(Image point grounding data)
↓
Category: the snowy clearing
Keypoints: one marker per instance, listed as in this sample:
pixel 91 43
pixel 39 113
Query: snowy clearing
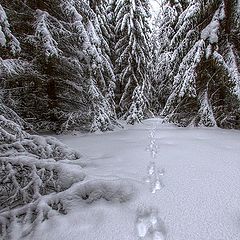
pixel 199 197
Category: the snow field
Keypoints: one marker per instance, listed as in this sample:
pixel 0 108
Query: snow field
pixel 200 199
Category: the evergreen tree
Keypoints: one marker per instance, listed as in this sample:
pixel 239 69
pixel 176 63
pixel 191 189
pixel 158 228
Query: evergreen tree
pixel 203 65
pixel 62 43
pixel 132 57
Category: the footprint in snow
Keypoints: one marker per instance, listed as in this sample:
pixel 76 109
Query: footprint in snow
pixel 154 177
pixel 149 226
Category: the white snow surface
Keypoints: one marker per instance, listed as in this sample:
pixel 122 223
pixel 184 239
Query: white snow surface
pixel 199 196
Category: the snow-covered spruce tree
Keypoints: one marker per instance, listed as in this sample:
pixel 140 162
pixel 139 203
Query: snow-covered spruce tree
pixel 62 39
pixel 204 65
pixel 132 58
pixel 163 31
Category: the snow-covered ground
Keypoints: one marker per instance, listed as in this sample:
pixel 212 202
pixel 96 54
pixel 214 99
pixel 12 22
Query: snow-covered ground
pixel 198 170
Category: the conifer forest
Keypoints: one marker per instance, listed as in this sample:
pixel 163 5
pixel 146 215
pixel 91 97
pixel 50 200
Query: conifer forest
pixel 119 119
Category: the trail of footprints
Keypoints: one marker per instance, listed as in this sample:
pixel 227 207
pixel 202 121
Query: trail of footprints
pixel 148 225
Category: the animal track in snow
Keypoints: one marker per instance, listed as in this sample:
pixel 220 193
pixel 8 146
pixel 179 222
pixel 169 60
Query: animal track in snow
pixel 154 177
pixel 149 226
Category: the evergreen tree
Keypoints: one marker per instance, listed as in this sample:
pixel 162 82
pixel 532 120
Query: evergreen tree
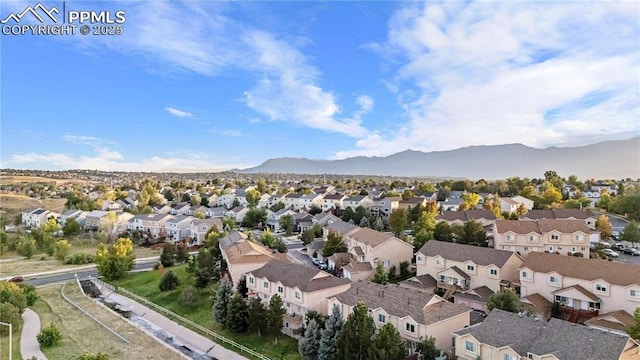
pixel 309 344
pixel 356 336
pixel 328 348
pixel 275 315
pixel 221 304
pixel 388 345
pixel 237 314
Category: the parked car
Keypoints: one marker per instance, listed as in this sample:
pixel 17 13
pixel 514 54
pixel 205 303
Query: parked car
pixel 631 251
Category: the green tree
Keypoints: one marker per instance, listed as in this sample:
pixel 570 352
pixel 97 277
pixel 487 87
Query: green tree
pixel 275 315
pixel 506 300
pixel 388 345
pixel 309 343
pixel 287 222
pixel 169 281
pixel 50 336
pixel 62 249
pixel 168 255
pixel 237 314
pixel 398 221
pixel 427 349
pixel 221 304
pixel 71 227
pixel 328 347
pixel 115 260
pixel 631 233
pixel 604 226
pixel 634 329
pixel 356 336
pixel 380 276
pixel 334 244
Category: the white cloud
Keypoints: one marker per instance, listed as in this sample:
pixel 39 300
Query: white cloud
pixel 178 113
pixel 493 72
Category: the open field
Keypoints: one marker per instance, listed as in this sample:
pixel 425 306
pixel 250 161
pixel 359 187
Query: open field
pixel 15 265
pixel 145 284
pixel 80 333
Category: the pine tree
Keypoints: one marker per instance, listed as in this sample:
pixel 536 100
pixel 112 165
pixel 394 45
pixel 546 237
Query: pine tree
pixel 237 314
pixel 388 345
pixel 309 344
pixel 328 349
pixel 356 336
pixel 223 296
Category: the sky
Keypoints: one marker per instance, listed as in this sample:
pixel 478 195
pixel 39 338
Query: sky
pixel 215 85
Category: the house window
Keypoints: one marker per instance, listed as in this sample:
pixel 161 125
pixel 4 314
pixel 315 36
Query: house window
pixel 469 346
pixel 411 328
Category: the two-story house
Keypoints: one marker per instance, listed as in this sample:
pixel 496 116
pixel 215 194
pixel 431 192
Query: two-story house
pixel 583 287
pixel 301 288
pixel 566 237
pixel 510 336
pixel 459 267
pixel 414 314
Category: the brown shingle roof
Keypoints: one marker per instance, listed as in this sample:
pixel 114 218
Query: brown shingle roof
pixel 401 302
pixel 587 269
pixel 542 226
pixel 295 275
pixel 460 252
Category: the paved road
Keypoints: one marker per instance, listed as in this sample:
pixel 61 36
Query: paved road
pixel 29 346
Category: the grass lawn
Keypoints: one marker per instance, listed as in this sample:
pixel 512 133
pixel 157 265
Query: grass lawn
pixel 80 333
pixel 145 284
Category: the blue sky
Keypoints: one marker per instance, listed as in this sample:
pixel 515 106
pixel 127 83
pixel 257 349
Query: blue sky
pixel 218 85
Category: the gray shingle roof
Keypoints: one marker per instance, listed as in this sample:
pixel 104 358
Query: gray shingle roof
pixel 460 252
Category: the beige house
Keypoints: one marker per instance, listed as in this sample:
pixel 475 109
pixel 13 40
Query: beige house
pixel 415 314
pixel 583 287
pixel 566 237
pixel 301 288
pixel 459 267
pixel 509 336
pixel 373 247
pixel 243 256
↑
Your answer must be the entries repeated exactly, with no pictures.

• Your response:
Category: the snowy clearing
Keypoints: one marker per instance, listed as in this sample:
pixel 91 43
pixel 39 113
Query: snowy clearing
pixel 199 197
Category: the snow field
Keypoints: one marker per instance, listed as in this sample:
pixel 0 108
Query: snow field
pixel 200 199
Category: the evergreen tree
Keypoints: one marker per instance, listed as in this sample:
pixel 239 69
pixel 176 63
pixel 191 189
pixel 158 228
Query: evergreen tree
pixel 203 65
pixel 62 43
pixel 132 57
Category: the footprint in snow
Keypoints: one marker per instance, listed as in this sample:
pixel 76 109
Query: footprint in snow
pixel 154 177
pixel 149 226
Category: the white snow surface
Keypoints: one marker per instance, listed as in this sample:
pixel 122 223
pixel 184 239
Query: white snow surface
pixel 199 196
Category: the snow-covered spruce tree
Keypoints: one marker per instance, listed as in this sample:
pixel 140 162
pixel 139 203
Query: snow-covered spruce tree
pixel 62 39
pixel 204 65
pixel 132 58
pixel 163 31
Category: the snow-covered ground
Keypoints: one marker per instance, listed as in this sample:
pixel 212 202
pixel 96 54
pixel 214 99
pixel 12 22
Query: snow-covered ground
pixel 198 170
Category: the conifer forest
Keypoints: one marker per instance, listed as in this sample:
pixel 163 5
pixel 146 215
pixel 91 97
pixel 50 200
Query: conifer forest
pixel 119 119
Category: the trail of footprints
Keypoints: one marker per instance, listed as in this sample:
pixel 227 207
pixel 202 121
Query: trail of footprints
pixel 148 225
Category: the animal track in snow
Keypoints: one marker per instance, listed as in this sample:
pixel 220 193
pixel 8 146
pixel 179 222
pixel 169 60
Query: animal track in snow
pixel 154 177
pixel 149 226
Category: the evergreen tree
Keypoints: one marker per instance, listed as in this sample:
pixel 162 82
pixel 532 120
Query: evergreen tree
pixel 309 344
pixel 356 336
pixel 328 348
pixel 275 315
pixel 221 304
pixel 388 345
pixel 237 314
Category: the parked car
Keypoints: one marker per instance, listed as in this sample:
pixel 17 13
pixel 514 54
pixel 205 303
Query: parked car
pixel 631 251
Category: the green tree
Keypoints: one marker per instance, listed as in this sample:
pixel 570 352
pixel 97 277
pixel 487 87
Query: green tree
pixel 275 315
pixel 506 300
pixel 388 345
pixel 309 343
pixel 287 222
pixel 169 281
pixel 50 336
pixel 62 249
pixel 168 255
pixel 237 314
pixel 398 221
pixel 427 349
pixel 221 304
pixel 71 227
pixel 328 347
pixel 115 260
pixel 631 233
pixel 604 226
pixel 634 329
pixel 356 336
pixel 380 276
pixel 334 244
Category: the white cloud
Keypoints: one marker per instance, listed as in this sample:
pixel 39 300
Query: white cloud
pixel 178 113
pixel 493 72
Category: the open field
Keypoints: one marker per instance, listed as in this sample:
pixel 425 306
pixel 250 161
pixel 359 187
Query: open field
pixel 15 265
pixel 145 284
pixel 80 333
Category: the pine tree
Keypoints: one marker per instance, listed as in this sample:
pixel 536 100
pixel 112 165
pixel 394 45
pixel 546 237
Query: pine tree
pixel 237 314
pixel 388 345
pixel 309 344
pixel 328 349
pixel 356 336
pixel 223 296
Category: the sky
Keypoints: one marker per instance, listed as in this sample:
pixel 478 195
pixel 39 338
Query: sky
pixel 215 85
Category: the house window
Keypoints: one marker per instance, listed as in this sample:
pixel 161 125
pixel 4 314
pixel 315 36
Query: house window
pixel 469 346
pixel 411 328
Category: the two-story house
Keypoints: one marker per instance, listed as in this sample:
pixel 496 116
pixel 215 194
pixel 431 192
Query: two-story house
pixel 583 287
pixel 301 288
pixel 566 237
pixel 510 336
pixel 459 267
pixel 414 314
Category: the brown shingle roof
Keypoints: one marker per instance, listed as in this sample:
pixel 114 218
Query: brown shingle roof
pixel 401 302
pixel 587 269
pixel 542 226
pixel 295 275
pixel 460 252
Category: the paved road
Keypoints: one marker per instance, listed as in this sample:
pixel 61 36
Query: paved road
pixel 29 346
Category: the grass lawn
Keypoints: one marker per instance, listed as in this sample:
pixel 512 133
pixel 157 265
Query: grass lawn
pixel 80 333
pixel 145 284
Category: the blue sky
Keypoints: one marker per instance, listed as in this sample:
pixel 515 106
pixel 127 83
pixel 257 349
Query: blue sky
pixel 218 85
Category: the gray shingle roof
Keypoints: one marker per instance, listed as in this sample:
pixel 104 358
Query: gray shingle roof
pixel 460 252
Category: the beige house
Keypoints: one marker per instance, listed as in this sample:
pixel 475 109
pixel 13 40
Query: beige house
pixel 415 314
pixel 583 287
pixel 566 237
pixel 301 288
pixel 459 267
pixel 509 336
pixel 373 247
pixel 243 256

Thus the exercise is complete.